Exercise requirements:
• 1. According to the article about Visram, how many years did she hold her position with the Adirondack Thunder?
• 2. Update the article about Visram from "Visram’s presence on" through "is still needed.", replacing "internet" with "league".

Text under study:

────────────────────────────────────────

It was the culmination of a journey that started a decade ago in the NCAA, where Visram made her first foray into the athletic training world with St. Lawrence University. From there, it was on to the ECHL with the Adirondack Thunder as head athletic trainer and strength coach, a position she held for three years.
She took a role with the Reign in early 2021, amid the tumult of the pandemic and its ever-unpredictable impact on the hockey world, earning the head athletic trainer role with the AHL club six months later.
After wading through the grind of the minors, wondering if she’d get that next shot, continuing to work her way up through the ranks, standing on that NHL bench surrounded by some of the game’s most prolific stars was validation enough for all those moments she refused to give in to the uncertainty.
“At every level, there's challenges. It takes a lot to work up to the professional level,” she said of that journey. “And, you know, there are definitely things that happen along the way that can discourage you — you can keep applying for jobs and not get them and give up. Or you can you can keep trying. Looking back now, I'm really glad that I kept going.”
Visram’s presence on the Kings’ bench took over the internet Thursday night, with the Professional Hockey Athletic Trainers Society initially believing her to be the first woman ever to be behind the bench for an NHL game, before offering a correction Saturday. In the moment, though, with that milestone seemingly reached, Visram’s accomplishment was raised up and lauded, her barrier-breaking taking centre stage throughout the hockey world.
The reaction was, more than anything else, a reflection of just how much progress is still needed.
“This story has received a lot of attention, which is overwhelming, but it is in some ways disappointing that it has,” she said Wednesday. “I mean, a woman stood on the bench for an NHL game, and it felt like the entire sporting world took notice. And that's obviously not what we want.
“If people can't remember the last time there was a woman on an NHL bench, it's clearly been too long. There's no easy answer as to how to move forward, but I hope some point soon that it's no longer news.”

────────────────────────────────────────

Image-grounded pointing data:
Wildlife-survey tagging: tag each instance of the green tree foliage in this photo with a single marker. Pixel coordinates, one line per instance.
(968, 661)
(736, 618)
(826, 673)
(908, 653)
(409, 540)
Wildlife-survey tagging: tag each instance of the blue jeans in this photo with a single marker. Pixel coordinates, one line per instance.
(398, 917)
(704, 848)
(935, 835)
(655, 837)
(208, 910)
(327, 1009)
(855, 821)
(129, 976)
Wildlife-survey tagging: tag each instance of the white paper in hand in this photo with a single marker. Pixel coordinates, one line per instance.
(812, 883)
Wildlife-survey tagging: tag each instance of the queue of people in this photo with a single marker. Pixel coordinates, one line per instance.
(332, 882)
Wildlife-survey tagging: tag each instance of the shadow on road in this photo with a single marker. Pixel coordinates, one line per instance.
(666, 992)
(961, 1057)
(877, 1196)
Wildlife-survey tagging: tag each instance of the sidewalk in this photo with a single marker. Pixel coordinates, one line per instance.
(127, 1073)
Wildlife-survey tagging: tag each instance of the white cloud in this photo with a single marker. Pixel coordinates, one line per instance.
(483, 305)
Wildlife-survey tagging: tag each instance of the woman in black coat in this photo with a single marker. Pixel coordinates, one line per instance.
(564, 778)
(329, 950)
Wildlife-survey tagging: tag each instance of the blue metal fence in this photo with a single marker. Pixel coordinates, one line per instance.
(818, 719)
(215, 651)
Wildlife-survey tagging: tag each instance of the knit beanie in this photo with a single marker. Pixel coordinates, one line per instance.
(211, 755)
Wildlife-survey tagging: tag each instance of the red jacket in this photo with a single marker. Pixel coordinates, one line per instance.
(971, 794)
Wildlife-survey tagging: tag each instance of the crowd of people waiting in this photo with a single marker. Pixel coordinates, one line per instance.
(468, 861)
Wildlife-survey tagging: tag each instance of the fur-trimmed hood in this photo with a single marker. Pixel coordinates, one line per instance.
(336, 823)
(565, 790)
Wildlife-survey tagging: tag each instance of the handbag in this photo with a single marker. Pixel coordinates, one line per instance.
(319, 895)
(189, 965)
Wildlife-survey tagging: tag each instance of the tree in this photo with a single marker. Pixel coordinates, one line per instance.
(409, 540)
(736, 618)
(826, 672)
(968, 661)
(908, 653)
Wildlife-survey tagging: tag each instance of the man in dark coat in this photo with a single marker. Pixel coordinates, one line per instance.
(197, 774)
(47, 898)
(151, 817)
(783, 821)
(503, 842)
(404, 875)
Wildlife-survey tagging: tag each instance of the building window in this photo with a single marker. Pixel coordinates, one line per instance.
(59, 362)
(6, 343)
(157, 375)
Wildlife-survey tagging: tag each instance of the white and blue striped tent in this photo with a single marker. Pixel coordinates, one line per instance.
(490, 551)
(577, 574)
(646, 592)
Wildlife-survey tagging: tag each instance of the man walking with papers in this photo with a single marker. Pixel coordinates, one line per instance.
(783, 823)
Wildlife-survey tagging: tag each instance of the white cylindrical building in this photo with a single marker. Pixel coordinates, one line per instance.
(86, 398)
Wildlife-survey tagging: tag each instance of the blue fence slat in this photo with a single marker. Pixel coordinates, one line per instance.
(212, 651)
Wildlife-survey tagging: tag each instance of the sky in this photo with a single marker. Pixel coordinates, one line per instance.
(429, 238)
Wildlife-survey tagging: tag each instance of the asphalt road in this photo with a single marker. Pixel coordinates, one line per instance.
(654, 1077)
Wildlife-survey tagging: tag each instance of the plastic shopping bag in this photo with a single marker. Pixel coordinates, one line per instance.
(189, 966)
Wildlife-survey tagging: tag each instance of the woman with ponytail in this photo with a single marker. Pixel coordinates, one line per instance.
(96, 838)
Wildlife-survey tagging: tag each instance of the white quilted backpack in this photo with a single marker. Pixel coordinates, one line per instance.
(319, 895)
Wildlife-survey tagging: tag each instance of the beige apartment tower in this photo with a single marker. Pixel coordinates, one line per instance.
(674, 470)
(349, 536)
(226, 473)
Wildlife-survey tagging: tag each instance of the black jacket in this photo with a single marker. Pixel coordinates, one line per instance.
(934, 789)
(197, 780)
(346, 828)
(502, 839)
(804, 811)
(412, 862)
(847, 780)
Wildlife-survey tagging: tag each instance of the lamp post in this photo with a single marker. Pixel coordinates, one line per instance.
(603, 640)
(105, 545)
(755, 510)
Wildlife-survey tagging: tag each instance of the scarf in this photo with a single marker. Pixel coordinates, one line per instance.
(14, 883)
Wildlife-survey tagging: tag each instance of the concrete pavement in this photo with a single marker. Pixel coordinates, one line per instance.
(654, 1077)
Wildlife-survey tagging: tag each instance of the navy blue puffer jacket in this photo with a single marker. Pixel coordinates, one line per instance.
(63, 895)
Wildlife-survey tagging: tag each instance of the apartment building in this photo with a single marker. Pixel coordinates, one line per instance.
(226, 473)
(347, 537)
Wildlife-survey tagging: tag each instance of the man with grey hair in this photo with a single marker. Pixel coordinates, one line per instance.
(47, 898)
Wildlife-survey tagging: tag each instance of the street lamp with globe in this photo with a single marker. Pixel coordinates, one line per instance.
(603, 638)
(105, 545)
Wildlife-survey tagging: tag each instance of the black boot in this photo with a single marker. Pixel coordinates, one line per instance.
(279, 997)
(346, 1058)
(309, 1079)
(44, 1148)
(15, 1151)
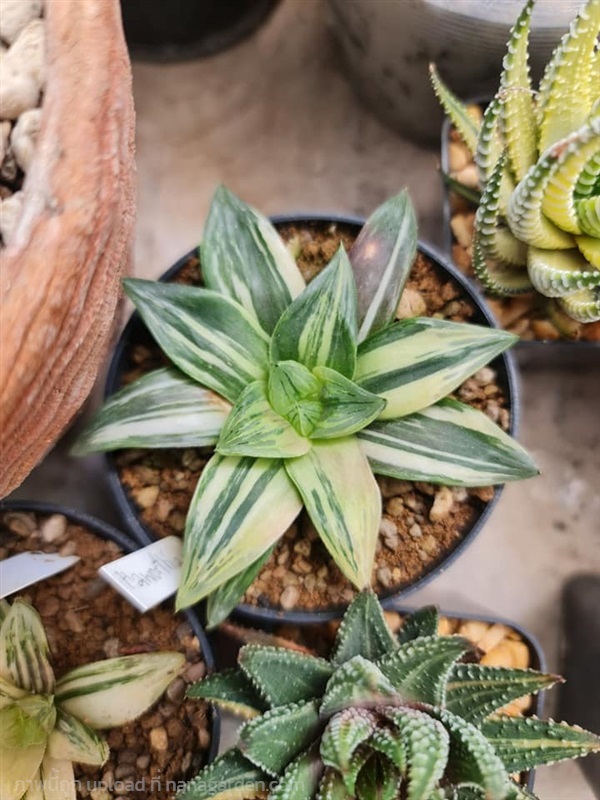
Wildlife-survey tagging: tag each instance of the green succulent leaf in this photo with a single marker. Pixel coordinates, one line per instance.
(472, 759)
(225, 598)
(284, 676)
(381, 258)
(449, 443)
(426, 745)
(416, 362)
(164, 408)
(363, 632)
(319, 328)
(229, 777)
(343, 501)
(72, 740)
(240, 508)
(525, 742)
(208, 336)
(419, 669)
(24, 650)
(280, 735)
(423, 622)
(357, 682)
(254, 429)
(475, 691)
(242, 253)
(231, 690)
(110, 693)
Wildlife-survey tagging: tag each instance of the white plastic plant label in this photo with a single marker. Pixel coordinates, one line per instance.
(20, 571)
(148, 576)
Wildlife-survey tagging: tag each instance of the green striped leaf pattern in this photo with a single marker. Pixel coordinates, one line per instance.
(343, 501)
(209, 337)
(240, 508)
(254, 429)
(164, 408)
(449, 443)
(319, 328)
(242, 253)
(381, 259)
(416, 362)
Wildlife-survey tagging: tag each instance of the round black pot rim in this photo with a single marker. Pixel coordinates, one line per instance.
(105, 531)
(265, 615)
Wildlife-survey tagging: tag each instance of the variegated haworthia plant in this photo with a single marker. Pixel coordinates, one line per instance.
(46, 725)
(537, 225)
(305, 391)
(414, 717)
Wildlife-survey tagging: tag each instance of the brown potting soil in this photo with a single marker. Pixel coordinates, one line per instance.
(86, 621)
(421, 523)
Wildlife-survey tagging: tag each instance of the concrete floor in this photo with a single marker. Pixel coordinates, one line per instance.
(276, 121)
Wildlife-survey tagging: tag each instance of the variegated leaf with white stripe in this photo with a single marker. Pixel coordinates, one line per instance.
(381, 259)
(243, 257)
(240, 508)
(319, 328)
(164, 408)
(208, 336)
(414, 363)
(449, 443)
(343, 501)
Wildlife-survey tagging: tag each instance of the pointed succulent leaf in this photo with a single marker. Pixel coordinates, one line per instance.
(210, 338)
(254, 429)
(475, 691)
(73, 740)
(164, 408)
(363, 632)
(343, 501)
(280, 735)
(381, 258)
(419, 669)
(24, 650)
(416, 362)
(472, 759)
(343, 735)
(231, 690)
(110, 693)
(449, 443)
(458, 112)
(301, 779)
(518, 115)
(423, 622)
(425, 743)
(283, 676)
(357, 682)
(225, 598)
(345, 407)
(319, 328)
(229, 777)
(242, 255)
(240, 508)
(525, 742)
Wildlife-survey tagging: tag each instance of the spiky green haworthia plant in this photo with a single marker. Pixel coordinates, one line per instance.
(538, 154)
(385, 718)
(47, 725)
(305, 391)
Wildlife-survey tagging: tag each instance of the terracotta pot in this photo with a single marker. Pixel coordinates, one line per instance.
(62, 269)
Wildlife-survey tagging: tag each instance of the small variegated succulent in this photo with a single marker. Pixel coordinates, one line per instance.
(305, 391)
(538, 156)
(408, 718)
(47, 725)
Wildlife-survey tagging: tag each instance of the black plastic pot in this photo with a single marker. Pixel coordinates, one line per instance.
(561, 353)
(127, 545)
(506, 377)
(177, 30)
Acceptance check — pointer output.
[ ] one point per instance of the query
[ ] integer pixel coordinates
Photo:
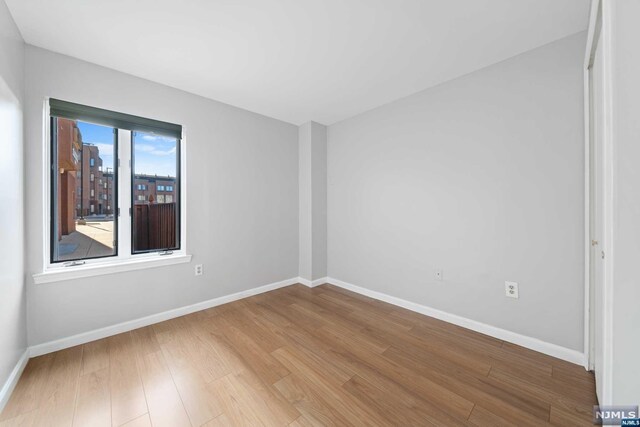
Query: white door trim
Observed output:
(600, 24)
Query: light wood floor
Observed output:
(300, 357)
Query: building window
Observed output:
(147, 149)
(154, 155)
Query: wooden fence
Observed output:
(154, 227)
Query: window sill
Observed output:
(59, 274)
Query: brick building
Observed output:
(69, 163)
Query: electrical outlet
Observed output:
(511, 289)
(199, 270)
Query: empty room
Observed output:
(319, 213)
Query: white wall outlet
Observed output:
(511, 289)
(199, 270)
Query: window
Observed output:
(154, 223)
(126, 154)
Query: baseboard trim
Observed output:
(10, 384)
(85, 337)
(312, 283)
(536, 344)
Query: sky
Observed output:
(153, 154)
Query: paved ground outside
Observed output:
(94, 239)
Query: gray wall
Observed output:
(482, 177)
(242, 218)
(312, 139)
(13, 329)
(626, 238)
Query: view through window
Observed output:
(84, 196)
(155, 211)
(115, 184)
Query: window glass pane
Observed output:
(155, 166)
(83, 221)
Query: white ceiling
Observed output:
(297, 60)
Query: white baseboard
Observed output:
(130, 325)
(10, 384)
(536, 344)
(312, 284)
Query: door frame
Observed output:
(599, 37)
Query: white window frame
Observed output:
(125, 260)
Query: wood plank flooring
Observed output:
(300, 357)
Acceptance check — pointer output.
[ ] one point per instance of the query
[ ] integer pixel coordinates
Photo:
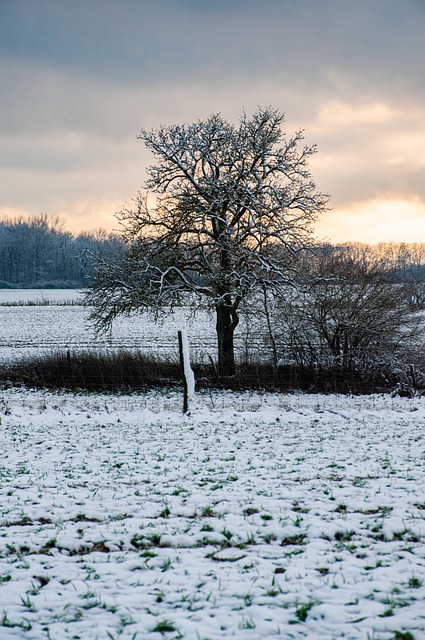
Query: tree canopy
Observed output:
(233, 207)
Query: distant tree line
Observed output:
(37, 252)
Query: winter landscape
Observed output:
(257, 515)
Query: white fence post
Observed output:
(186, 370)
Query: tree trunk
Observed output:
(227, 321)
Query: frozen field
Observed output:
(257, 516)
(34, 329)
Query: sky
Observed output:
(80, 79)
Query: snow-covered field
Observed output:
(28, 330)
(255, 517)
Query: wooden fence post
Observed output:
(186, 371)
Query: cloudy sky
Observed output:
(80, 78)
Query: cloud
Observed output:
(375, 220)
(79, 79)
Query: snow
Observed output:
(188, 373)
(256, 516)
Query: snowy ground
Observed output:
(257, 516)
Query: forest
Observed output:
(37, 252)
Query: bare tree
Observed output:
(231, 203)
(351, 311)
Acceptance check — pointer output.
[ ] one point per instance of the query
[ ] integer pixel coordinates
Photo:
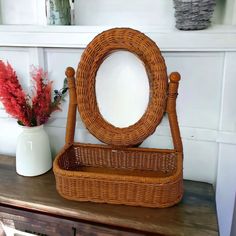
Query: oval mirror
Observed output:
(122, 89)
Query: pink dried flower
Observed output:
(29, 111)
(12, 96)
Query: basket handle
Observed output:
(171, 110)
(71, 116)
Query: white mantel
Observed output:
(206, 103)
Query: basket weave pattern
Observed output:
(193, 14)
(95, 53)
(116, 173)
(158, 186)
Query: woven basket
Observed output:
(193, 14)
(114, 173)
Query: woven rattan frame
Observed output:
(93, 56)
(135, 176)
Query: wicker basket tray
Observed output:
(113, 173)
(132, 176)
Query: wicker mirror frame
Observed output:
(93, 56)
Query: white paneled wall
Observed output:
(198, 104)
(206, 60)
(205, 109)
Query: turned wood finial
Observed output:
(70, 72)
(175, 77)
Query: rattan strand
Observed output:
(95, 53)
(118, 180)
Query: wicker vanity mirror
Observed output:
(118, 171)
(96, 52)
(122, 89)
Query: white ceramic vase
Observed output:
(33, 154)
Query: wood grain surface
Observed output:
(195, 215)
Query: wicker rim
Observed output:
(93, 56)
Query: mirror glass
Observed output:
(122, 89)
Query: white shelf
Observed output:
(215, 38)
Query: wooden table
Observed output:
(32, 204)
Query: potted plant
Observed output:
(32, 111)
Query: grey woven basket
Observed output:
(193, 14)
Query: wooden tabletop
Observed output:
(195, 215)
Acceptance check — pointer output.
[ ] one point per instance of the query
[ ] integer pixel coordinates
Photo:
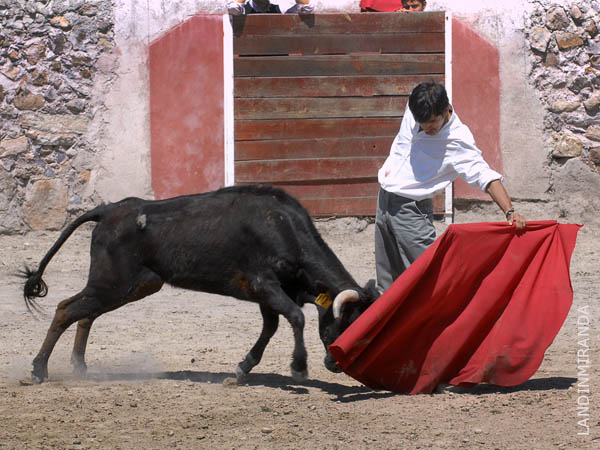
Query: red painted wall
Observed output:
(186, 108)
(476, 97)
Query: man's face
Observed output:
(435, 123)
(413, 5)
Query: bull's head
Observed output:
(346, 307)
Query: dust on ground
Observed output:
(157, 371)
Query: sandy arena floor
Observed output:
(157, 370)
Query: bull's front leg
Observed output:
(277, 301)
(270, 324)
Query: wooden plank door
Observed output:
(319, 99)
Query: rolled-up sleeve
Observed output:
(469, 164)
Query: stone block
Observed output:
(577, 189)
(595, 155)
(593, 133)
(45, 206)
(591, 28)
(540, 37)
(564, 106)
(557, 19)
(567, 41)
(60, 22)
(567, 147)
(13, 147)
(576, 14)
(592, 104)
(25, 101)
(58, 124)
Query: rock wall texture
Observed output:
(564, 42)
(50, 54)
(73, 97)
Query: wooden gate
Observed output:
(319, 99)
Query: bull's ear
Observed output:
(321, 287)
(371, 291)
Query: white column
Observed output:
(229, 147)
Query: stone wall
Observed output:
(50, 54)
(565, 69)
(74, 128)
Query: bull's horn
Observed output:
(349, 295)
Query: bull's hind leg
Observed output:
(146, 283)
(270, 324)
(78, 355)
(85, 307)
(68, 311)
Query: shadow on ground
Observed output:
(342, 393)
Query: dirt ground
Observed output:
(157, 372)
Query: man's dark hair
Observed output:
(428, 99)
(404, 3)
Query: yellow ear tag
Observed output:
(323, 300)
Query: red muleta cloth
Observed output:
(480, 305)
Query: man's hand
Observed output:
(517, 219)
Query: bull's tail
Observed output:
(34, 285)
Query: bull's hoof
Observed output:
(299, 376)
(240, 374)
(80, 371)
(36, 379)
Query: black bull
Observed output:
(252, 243)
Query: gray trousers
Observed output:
(403, 230)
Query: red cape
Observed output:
(482, 304)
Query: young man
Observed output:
(432, 149)
(240, 7)
(392, 5)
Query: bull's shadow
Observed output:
(343, 393)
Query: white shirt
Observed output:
(419, 164)
(236, 9)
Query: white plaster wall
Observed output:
(125, 165)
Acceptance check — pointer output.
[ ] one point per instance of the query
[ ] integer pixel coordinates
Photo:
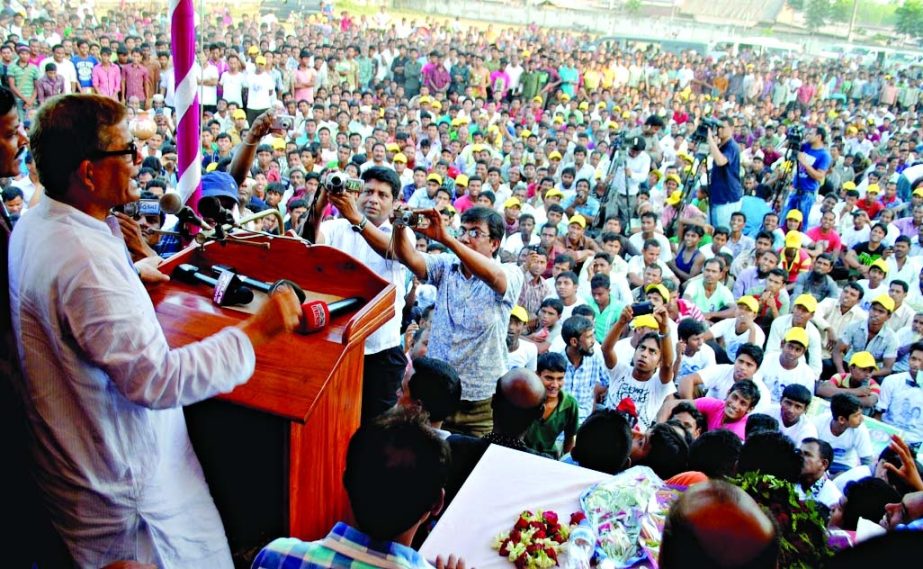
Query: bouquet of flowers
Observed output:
(535, 540)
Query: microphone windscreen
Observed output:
(171, 203)
(314, 316)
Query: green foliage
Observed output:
(803, 539)
(910, 18)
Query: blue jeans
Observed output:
(802, 201)
(720, 215)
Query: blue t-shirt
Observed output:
(805, 183)
(84, 68)
(725, 180)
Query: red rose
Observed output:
(626, 405)
(578, 517)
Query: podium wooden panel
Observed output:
(273, 450)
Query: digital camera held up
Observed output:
(337, 182)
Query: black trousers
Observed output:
(381, 377)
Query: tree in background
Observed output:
(910, 18)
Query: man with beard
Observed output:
(522, 354)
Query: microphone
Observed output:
(228, 289)
(261, 286)
(316, 314)
(172, 204)
(211, 208)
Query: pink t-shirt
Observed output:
(713, 409)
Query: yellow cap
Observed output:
(885, 301)
(519, 313)
(863, 360)
(799, 335)
(645, 321)
(554, 192)
(659, 289)
(807, 301)
(749, 302)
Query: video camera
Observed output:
(337, 183)
(140, 207)
(794, 136)
(700, 135)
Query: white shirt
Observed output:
(777, 331)
(111, 449)
(803, 429)
(526, 355)
(338, 234)
(848, 448)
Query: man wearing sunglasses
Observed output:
(112, 456)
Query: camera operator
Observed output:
(476, 295)
(725, 189)
(365, 232)
(813, 162)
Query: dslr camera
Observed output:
(700, 135)
(140, 207)
(794, 136)
(337, 183)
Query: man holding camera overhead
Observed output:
(364, 231)
(813, 162)
(725, 189)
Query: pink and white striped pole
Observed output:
(188, 128)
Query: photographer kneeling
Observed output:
(725, 189)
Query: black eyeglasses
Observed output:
(130, 150)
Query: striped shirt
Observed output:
(343, 548)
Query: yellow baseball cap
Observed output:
(749, 302)
(863, 360)
(885, 301)
(645, 321)
(554, 192)
(519, 313)
(659, 289)
(807, 301)
(799, 335)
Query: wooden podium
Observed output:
(274, 449)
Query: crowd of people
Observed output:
(603, 256)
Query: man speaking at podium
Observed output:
(102, 390)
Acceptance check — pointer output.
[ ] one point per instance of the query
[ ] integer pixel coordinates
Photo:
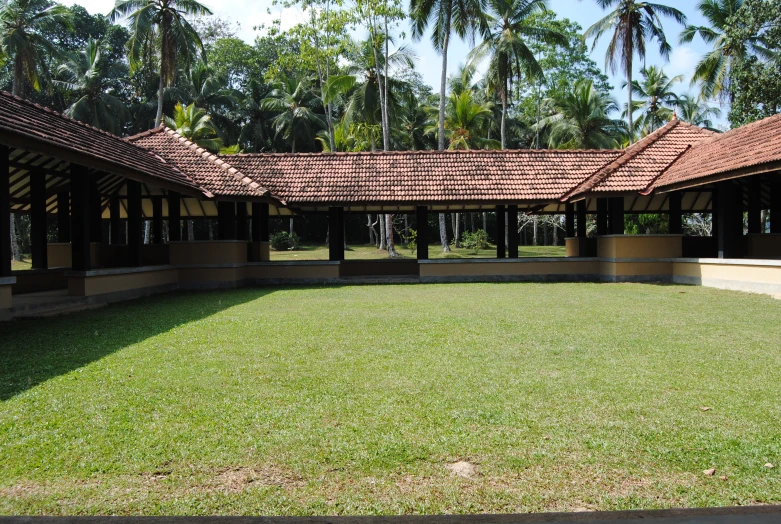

────────────────────────────────────────

Solutions:
• 1. Three years.

• 2.
Visram’s presence on the Kings’ bench took over the league Thursday night, with the Professional Hockey Athletic Trainers Society initially believing her to be the first woman ever to be behind the bench for an NHL game, before offering a correction Saturday. In the moment, though, with that milestone seemingly reached, Visram’s accomplishment was raised up and lauded, her barrier-breaking taking centre stage throughout the hockey world.
The reaction was, more than anything else, a reflection of just how much progress is still needed.